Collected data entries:

——————

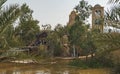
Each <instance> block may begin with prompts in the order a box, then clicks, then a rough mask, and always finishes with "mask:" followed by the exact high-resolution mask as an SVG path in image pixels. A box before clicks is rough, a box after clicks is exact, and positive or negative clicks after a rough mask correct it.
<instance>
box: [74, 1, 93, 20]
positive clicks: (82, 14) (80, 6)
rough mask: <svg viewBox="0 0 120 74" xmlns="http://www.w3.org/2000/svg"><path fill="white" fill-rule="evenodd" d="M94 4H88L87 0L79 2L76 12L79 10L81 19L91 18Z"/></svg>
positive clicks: (79, 17) (80, 17) (80, 19)
mask: <svg viewBox="0 0 120 74" xmlns="http://www.w3.org/2000/svg"><path fill="white" fill-rule="evenodd" d="M91 8H92V6H91V5H89V4H88V2H87V1H84V0H81V1H80V2H79V4H78V5H77V6H76V7H75V10H76V12H78V16H79V20H80V21H85V20H86V19H88V18H89V16H90V14H91Z"/></svg>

——————

== PROBLEM ==
Copy nothing but the lines from the top of the data down to the line containing "rough mask: <svg", and leave the pictures out.

== ANSWER FOR THIS EXERCISE ==
Each <instance> block may begin with prompts in the order a box, then clicks, then a rough mask, and always finishes with "mask:" followed by the exact high-resolution mask as an SVG path in image pixels. A box before clicks is rough, a box after clicks is exact, and positive or negative clicks after a rough mask correct it.
<instance>
box: [74, 1, 93, 20]
positive clicks: (82, 14) (80, 6)
rough mask: <svg viewBox="0 0 120 74" xmlns="http://www.w3.org/2000/svg"><path fill="white" fill-rule="evenodd" d="M94 4H88L87 0L79 2L76 12L79 10L81 19L91 18Z"/></svg>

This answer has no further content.